[Opening Text segment section]

One way to do this is to consider information from the viewpoint of groups of internal users. For example, the marketing department is concerned with products, potential sales, campaigns, advertising venues; the research and development department, meanwhile, will be concerned with the same products, but also by quality assurance, bugs, production and supplies. Each group within an organisation will have its own agenda and view of the important relationships between concepts. We have found that one useful way of attacking this challenge is to imagine each view of the relationships as a document containing all elements of interest. This document is divided into fields, which map onto the relations in this view. The document viewpoint is a convenient, intuitive packaging of relationships from an ontology. Since documents can be created dynamically by query directed extraction from fixed ontologies or from fixed databases, document views allow an agile method for restructuring ontological relations without touching the underlying ontology. In other words, a richer, and complicated ontology detailing all the relationships between organisational entities can be defined once and for all, but different, evolving views on these relationships can be extracted and shown. A document view on ontologies also permits the display of structured and unstructured information in a coherent manner.

[Closing Text segment section]
[Opening Study material section]

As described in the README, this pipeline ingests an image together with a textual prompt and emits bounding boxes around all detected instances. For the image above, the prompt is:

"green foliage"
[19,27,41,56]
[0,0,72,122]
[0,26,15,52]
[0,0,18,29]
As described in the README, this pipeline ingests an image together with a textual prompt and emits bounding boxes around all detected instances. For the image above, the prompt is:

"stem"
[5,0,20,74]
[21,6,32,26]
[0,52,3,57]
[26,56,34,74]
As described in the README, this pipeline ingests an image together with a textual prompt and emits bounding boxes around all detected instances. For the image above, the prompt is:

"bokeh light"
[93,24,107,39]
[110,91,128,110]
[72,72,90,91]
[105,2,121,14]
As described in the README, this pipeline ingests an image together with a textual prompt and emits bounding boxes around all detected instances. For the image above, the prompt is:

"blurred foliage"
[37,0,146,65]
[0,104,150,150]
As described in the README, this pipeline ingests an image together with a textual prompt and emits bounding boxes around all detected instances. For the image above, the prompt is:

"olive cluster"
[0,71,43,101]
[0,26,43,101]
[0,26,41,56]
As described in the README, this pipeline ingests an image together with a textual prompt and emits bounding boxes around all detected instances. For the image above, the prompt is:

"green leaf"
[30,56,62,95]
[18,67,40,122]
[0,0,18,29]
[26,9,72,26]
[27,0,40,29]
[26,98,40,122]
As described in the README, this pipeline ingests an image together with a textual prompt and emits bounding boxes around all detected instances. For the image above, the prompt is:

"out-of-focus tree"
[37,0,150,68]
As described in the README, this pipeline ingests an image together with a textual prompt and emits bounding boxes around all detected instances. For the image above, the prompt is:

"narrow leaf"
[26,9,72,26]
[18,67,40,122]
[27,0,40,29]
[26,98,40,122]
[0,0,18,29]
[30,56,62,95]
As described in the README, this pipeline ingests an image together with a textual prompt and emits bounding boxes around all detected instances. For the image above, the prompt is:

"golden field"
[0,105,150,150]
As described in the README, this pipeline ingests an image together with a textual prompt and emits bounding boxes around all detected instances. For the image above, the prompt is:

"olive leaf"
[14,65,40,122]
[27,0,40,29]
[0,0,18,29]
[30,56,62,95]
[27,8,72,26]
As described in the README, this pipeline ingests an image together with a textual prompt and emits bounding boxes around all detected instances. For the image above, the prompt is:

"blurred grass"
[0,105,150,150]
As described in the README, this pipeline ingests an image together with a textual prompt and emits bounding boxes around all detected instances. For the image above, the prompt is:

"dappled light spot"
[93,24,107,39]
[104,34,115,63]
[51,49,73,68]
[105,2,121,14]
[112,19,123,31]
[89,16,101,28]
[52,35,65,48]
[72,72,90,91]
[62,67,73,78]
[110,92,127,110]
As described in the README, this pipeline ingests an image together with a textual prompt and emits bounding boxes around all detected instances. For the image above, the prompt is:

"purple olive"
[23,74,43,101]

[Closing Study material section]

**Description of the task**
Reproduce the full passage on document views of ontologies word for word, with nothing changed or left out.

**Task response**
One way to do this is to consider information from the viewpoint of groups of internal users. For example, the marketing department is concerned with products, potential sales, campaigns, advertising venues; the research and development department, meanwhile, will be concerned with the same products, but also by quality assurance, bugs, production and supplies. Each group within an organisation will have its own agenda and view of the important relationships between concepts. We have found that one useful way of attacking this challenge is to imagine each view of the relationships as a document containing all elements of interest. This document is divided into fields, which map onto the relations in this view. The document viewpoint is a convenient, intuitive packaging of relationships from an ontology. Since documents can be created dynamically by query directed extraction from fixed ontologies or from fixed databases, document views allow an agile method for restructuring ontological relations without touching the underlying ontology. In other words, a richer, and complicated ontology detailing all the relationships between organisational entities can be defined once and for all, but different, evolving views on these relationships can be extracted and shown. A document view on ontologies also permits the display of structured and unstructured information in a coherent manner.